══ SUPPLIED RECORDS ══
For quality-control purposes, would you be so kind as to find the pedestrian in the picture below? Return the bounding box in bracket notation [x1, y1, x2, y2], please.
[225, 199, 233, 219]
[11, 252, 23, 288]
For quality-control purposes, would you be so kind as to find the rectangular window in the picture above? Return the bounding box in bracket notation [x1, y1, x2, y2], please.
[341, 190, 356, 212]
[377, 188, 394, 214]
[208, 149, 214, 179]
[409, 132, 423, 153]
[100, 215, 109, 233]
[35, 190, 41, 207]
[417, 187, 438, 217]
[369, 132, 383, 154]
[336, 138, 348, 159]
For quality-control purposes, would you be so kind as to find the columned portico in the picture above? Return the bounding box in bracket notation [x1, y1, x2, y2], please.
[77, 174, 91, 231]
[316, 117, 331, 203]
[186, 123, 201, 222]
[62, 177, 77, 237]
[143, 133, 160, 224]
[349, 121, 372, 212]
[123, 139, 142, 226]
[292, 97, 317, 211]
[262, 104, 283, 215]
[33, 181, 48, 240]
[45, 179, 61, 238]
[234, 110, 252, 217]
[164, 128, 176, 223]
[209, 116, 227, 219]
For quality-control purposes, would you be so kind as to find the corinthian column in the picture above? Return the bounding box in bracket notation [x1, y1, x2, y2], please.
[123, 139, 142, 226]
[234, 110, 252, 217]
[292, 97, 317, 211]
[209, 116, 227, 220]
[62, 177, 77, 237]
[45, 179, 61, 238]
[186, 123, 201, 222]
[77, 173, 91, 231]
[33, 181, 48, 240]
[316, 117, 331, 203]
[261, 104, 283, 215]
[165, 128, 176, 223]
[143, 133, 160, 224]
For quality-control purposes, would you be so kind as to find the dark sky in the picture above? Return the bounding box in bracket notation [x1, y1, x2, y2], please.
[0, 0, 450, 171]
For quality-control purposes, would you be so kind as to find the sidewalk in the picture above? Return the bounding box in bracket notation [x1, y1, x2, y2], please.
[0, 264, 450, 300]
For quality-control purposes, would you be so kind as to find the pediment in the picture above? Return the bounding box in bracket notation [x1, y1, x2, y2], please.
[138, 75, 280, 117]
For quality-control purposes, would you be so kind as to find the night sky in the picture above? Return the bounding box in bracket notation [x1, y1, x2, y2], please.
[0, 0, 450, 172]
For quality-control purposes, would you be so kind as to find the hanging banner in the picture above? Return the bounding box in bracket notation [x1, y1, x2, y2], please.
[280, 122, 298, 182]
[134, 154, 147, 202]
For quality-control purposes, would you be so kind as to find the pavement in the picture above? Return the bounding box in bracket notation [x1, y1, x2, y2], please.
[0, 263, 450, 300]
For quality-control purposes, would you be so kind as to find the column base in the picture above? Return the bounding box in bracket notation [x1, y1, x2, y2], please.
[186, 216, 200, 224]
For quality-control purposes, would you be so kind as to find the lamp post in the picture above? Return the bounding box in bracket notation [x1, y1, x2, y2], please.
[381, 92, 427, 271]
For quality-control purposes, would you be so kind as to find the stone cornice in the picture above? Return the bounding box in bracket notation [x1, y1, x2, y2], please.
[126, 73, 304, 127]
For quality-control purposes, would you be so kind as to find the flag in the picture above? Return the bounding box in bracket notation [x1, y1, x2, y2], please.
═══
◆ DIRECTION ◆
Render all of the data above as a JSON array of strings, one string per line, omitting any blank lines.

◆ TASK RESPONSE ◆
[
  "For quality-control purposes, would you be so kind as to find the pedestrian in the picture below? Return the bounding box in bracket notation [x1, y1, x2, y2], please.",
  "[225, 199, 233, 219]",
  "[11, 252, 23, 288]",
  "For quality-control purposes, would you be so kind as to find the rectangular window in the picture above? Return the bounding box in bracket notation [x1, y1, x2, y2], please.",
  "[341, 190, 356, 212]",
  "[377, 188, 394, 214]",
  "[208, 149, 214, 179]",
  "[409, 132, 423, 153]",
  "[100, 215, 109, 233]",
  "[35, 190, 41, 207]",
  "[417, 187, 438, 217]",
  "[369, 132, 383, 154]",
  "[336, 138, 348, 159]",
  "For quality-control purposes, would you be so kind as to find the columned portico in the picture above? Return the bounding box in bracket notation [x1, y1, x2, y2], please.",
  "[77, 174, 91, 231]",
  "[316, 117, 331, 203]",
  "[186, 123, 201, 222]",
  "[62, 177, 77, 237]",
  "[143, 133, 160, 224]",
  "[349, 121, 372, 212]",
  "[123, 139, 142, 226]",
  "[292, 97, 317, 211]",
  "[262, 104, 283, 215]",
  "[33, 181, 48, 240]",
  "[45, 179, 61, 238]",
  "[234, 110, 252, 217]",
  "[164, 128, 176, 223]",
  "[209, 116, 227, 219]",
  "For quality-control purposes, would you be so kind as to find the corinthian column in the picture above? Return the bounding box in bracket notation [x1, y1, x2, y2], please.",
  "[123, 139, 142, 226]",
  "[234, 110, 252, 217]",
  "[292, 97, 317, 211]",
  "[209, 116, 227, 220]",
  "[62, 177, 77, 237]",
  "[45, 179, 61, 238]",
  "[186, 123, 201, 222]",
  "[77, 173, 91, 231]",
  "[33, 181, 48, 240]",
  "[316, 117, 331, 203]",
  "[261, 104, 283, 215]",
  "[165, 128, 176, 223]",
  "[143, 133, 160, 224]",
  "For quality-control purposes, would you be so kind as to find the dark sky in the picture above? Return the bounding box in bracket notation [x1, y1, x2, y2], please.",
  "[0, 0, 450, 171]",
  "For quality-control purposes, would you be so kind as to find the sidewalk in the picture above? Return the bounding box in bracket notation [x1, y1, x2, y2], please.",
  "[0, 264, 450, 300]",
  "For quality-control purposes, would you be so kind as to find the pediment in the picture above? Return the bounding box in bracket notation [x1, y1, x2, y2], please.",
  "[138, 75, 280, 117]",
  "For quality-control purposes, would you be so kind as to find the night sky in the picture above? Return the bounding box in bracket notation [x1, y1, x2, y2], please.",
  "[0, 0, 450, 172]",
  "For quality-control purposes, would you be so kind as to find the hanging banner in the picture above? Return the bounding box in bracket notation [x1, y1, x2, y2], please.",
  "[280, 122, 298, 182]",
  "[134, 154, 147, 202]",
  "For quality-control purposes, would you be so kind as to find the pavement in the picture above? Return the bounding box in bracket notation [x1, y1, x2, y2], please.",
  "[0, 263, 450, 300]",
  "For quality-control purposes, would you be so kind as to find the column base in the picture above? Return the bounding box in bracket notation [x1, y1, x2, y2], please.",
  "[186, 216, 200, 224]",
  "For quality-control purposes, would you be so kind as to find the lamp post in the picture above? Return the bounding box in bracket notation [x1, y1, x2, y2], please.",
  "[381, 92, 427, 271]",
  "For quality-control purposes, would you be so kind as to find the stone cornice in the picture above? Return the bounding box in bracket notation [x1, y1, x2, y2], please.",
  "[126, 73, 304, 127]",
  "For quality-control purposes, would you be so kind as to find the flag in the picture above? Return the bounding box in bracket notation [x1, y1, x2, y2], please."
]